The Smart Way to Take Out a Car Loan

ID-100108338There seems to be a lot of chatter these days in the personal finance world on whether or not car loans are good or bad.  When we first started on our journey to financial freedom, I was very much “anti-loan”.  However, now that we’ve had nearly a year-and-a-half of straight education in the world of money, I’ve found that loans indeed can be a good thing – when done right.  Here are some reasons a car loan might not be such a bad idea if you’re in the market to purchase a new or new-to-you automobile.

1. You can find an awesome interest rate.  These are definitely the days in which taking out a car loan can be to the buyer’s advantage.  Rates these days, for most borrowers, are awesomely low.  In doing research for car loans for this article, I found rates as low as zero to two percent.  That’s next to nothing!  If you’re in the market for a car, make sure to shop around, and for car finance rates, click here.  You might be surprised at the minimal amount of interest you’ll pay by simply getting a low rate.  As an example, I called a nearby dealership to find out what the lowest rate available was.  After I gave them our credit score, they told me I could likely get a rate of 1.65%.  This would mean that, on a $10,000, 3-year-term auto loan, I would pay a total of in interest of $256.40, IF I didn’t pay the loan off early.

2.  You can invest the money you have saved for the car, and earn more.  If I did take out my mythical auto loan for that rate of 1.65%, I’m quite sure that I could find an investment somewhere that would earn my $10,000 more than $256.40 over the course of three years, provided I was willing to do my research on investments.  No, I won’t earn that in a typical liquid savings account, but there are still many safer investment alternatives that can earn me a return of higher than 1.65%.  Doesn’t it make sense in a case like that to invest the money I’d saved for my car purchase and take out a car loan?

····················

→ To-do list:
(a) Rewrite the car loan text starting at "ID-100108338There seems to" and ending at "or new-to-you automobile.", replacing "financial freedom" with "financial independence".
(b) In the car loan text, what rate did the nearby dealership say the writer could likely get?

[Records from a data collection]

····················

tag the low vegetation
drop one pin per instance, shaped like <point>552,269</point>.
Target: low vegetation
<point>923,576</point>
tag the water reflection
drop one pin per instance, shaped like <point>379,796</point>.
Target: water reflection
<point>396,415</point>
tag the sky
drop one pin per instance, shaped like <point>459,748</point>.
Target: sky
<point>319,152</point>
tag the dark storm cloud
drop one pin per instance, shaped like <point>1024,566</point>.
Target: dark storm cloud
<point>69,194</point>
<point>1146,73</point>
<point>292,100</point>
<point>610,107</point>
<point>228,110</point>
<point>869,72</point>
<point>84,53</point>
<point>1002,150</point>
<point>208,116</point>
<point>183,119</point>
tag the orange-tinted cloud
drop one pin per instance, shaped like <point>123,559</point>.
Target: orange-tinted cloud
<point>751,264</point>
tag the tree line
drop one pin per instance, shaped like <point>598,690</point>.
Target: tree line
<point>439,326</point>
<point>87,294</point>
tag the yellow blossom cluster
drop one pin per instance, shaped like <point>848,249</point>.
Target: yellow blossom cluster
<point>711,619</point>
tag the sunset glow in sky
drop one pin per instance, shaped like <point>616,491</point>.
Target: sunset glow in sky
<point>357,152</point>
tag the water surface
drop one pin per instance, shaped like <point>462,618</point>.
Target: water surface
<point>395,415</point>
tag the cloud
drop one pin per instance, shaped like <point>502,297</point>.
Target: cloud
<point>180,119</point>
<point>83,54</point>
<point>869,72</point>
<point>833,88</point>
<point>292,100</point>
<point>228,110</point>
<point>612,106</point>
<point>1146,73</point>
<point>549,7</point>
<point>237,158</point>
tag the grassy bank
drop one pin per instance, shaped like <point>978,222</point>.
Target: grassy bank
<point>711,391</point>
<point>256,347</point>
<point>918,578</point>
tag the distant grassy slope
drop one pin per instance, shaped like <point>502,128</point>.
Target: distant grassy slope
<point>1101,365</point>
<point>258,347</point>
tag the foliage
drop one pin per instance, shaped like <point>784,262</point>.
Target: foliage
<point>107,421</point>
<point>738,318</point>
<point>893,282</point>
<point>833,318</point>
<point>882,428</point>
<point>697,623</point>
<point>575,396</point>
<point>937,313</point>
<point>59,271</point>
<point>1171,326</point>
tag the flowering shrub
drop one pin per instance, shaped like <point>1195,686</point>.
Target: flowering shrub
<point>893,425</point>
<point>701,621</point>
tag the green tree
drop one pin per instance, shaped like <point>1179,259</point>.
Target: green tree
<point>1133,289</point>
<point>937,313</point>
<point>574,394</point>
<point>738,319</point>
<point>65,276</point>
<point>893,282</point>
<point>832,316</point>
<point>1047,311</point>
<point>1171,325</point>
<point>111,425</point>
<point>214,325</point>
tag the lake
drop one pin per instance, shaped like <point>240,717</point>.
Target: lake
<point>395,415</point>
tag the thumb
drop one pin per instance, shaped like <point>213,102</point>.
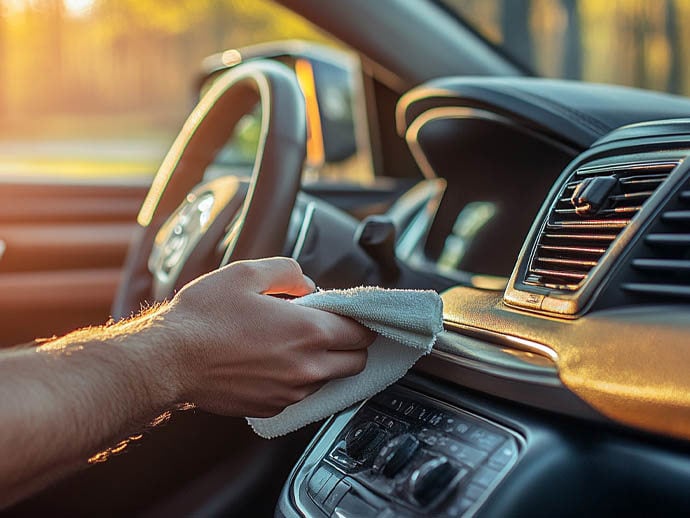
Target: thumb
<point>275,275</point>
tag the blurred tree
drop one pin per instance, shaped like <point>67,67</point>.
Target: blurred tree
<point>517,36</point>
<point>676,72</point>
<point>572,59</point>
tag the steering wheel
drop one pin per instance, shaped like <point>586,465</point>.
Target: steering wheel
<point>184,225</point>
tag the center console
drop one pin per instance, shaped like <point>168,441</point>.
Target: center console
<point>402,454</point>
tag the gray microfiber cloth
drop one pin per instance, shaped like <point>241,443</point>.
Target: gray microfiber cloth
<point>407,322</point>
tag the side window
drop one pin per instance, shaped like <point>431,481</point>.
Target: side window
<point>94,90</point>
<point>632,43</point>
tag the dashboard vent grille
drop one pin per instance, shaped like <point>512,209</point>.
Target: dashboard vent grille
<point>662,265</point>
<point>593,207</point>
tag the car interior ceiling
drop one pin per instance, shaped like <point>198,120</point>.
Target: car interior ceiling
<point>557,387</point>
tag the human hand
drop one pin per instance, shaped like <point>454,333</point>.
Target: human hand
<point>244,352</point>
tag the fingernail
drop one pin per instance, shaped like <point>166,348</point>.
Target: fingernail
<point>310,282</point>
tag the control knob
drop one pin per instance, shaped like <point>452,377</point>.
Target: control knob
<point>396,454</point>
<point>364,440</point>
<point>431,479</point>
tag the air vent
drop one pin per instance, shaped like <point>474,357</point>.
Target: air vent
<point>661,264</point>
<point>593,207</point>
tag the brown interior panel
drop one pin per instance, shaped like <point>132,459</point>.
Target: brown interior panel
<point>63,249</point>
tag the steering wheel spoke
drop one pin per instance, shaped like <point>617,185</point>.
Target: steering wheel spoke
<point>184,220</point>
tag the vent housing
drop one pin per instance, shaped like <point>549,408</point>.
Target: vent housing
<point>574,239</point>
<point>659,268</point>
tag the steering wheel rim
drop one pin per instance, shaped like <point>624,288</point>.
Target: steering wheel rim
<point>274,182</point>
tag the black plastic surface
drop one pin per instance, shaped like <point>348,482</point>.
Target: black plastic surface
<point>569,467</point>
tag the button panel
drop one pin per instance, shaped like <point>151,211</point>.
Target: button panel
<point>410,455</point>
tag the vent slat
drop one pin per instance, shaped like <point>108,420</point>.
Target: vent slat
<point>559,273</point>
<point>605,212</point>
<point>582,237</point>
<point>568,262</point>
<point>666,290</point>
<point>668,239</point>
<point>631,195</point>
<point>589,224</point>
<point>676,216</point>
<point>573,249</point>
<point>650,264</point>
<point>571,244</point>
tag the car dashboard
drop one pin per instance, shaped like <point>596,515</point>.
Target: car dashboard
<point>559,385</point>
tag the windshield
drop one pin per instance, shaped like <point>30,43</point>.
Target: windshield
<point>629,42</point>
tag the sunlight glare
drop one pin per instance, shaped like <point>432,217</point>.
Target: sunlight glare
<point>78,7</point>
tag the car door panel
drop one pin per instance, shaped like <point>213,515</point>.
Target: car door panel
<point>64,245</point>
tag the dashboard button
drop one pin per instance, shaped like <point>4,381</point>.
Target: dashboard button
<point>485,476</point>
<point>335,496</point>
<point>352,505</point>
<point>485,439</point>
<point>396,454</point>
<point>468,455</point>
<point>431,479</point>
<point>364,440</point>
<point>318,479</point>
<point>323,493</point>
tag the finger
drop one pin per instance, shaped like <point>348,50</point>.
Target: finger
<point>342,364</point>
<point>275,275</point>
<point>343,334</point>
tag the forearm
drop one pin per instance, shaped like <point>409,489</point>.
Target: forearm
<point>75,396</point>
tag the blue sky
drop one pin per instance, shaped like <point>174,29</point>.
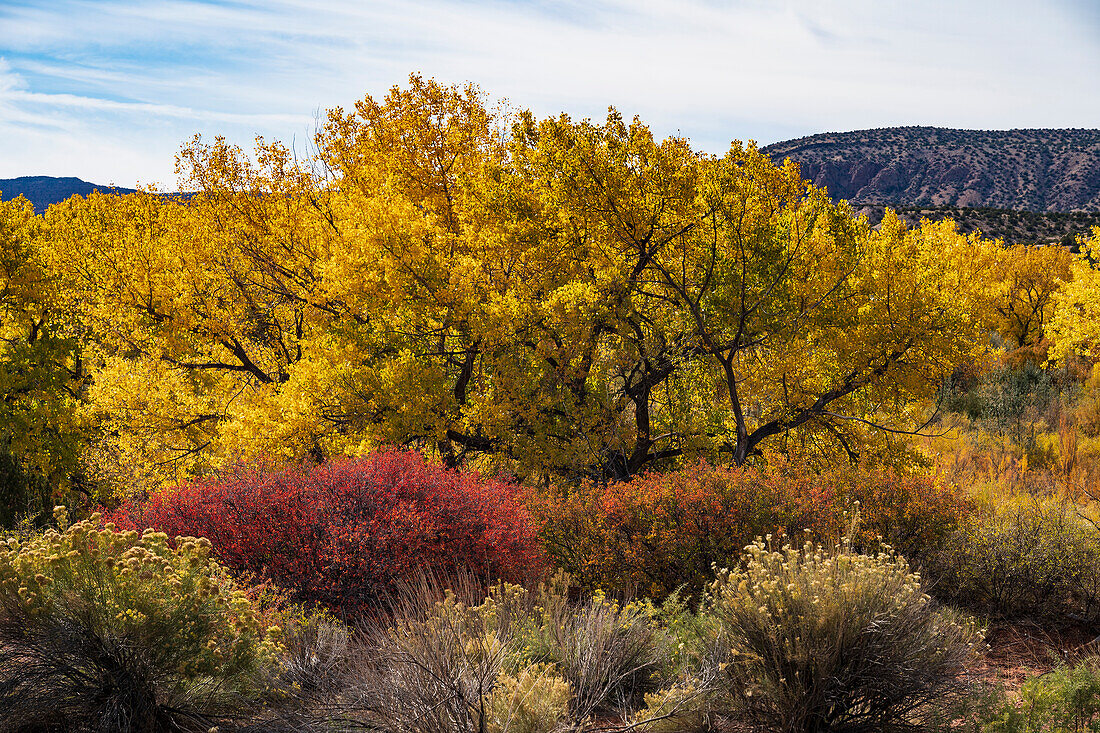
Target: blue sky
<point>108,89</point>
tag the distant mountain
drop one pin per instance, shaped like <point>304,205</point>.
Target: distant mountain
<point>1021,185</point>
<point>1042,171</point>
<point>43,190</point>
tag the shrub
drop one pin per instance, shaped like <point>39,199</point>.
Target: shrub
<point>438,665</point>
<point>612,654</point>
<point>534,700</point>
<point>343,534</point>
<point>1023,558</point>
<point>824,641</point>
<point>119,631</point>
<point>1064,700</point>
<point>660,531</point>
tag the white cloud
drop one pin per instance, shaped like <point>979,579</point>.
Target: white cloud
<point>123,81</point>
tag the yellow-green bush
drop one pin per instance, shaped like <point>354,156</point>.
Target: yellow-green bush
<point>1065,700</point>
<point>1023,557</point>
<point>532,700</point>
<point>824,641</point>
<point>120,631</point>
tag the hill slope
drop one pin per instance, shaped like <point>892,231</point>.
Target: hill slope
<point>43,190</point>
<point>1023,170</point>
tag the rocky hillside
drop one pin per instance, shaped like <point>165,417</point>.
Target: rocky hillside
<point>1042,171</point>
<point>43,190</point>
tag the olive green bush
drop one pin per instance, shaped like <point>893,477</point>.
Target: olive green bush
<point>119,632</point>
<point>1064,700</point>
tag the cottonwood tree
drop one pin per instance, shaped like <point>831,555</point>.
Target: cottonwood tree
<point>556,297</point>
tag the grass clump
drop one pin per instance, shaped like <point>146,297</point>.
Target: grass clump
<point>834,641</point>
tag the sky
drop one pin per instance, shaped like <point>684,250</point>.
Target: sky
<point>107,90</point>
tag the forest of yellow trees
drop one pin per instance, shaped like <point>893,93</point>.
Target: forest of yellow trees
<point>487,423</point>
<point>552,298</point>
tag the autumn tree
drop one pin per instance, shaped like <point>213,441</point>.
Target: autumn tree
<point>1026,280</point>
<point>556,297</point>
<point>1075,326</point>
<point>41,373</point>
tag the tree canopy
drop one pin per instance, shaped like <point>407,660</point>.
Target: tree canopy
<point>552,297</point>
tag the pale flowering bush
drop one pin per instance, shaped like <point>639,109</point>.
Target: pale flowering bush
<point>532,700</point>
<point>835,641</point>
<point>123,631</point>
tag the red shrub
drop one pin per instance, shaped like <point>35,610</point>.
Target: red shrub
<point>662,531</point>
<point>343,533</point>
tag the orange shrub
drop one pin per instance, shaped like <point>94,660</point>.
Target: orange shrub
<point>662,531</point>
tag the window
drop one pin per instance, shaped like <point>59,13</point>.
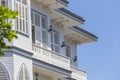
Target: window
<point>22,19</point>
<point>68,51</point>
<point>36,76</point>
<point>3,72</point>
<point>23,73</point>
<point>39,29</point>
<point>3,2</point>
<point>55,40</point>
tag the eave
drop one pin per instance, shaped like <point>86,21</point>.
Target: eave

····················

→ Outputs for the tasks:
(a)
ID-100108338There seems to be a lot of chatter these days in the personal finance world on whether or not car loans are good or bad.  When we first started on our journey to financial independence, I was very much “anti-loan”.  However, now that we’ve had nearly a year-and-a-half of straight education in the world of money, I’ve found that loans indeed can be a good thing – when done right.  Here are some reasons a car loan might not be such a bad idea if you’re in the market to purchase a new or new-to-you automobile.

(b) 1.65%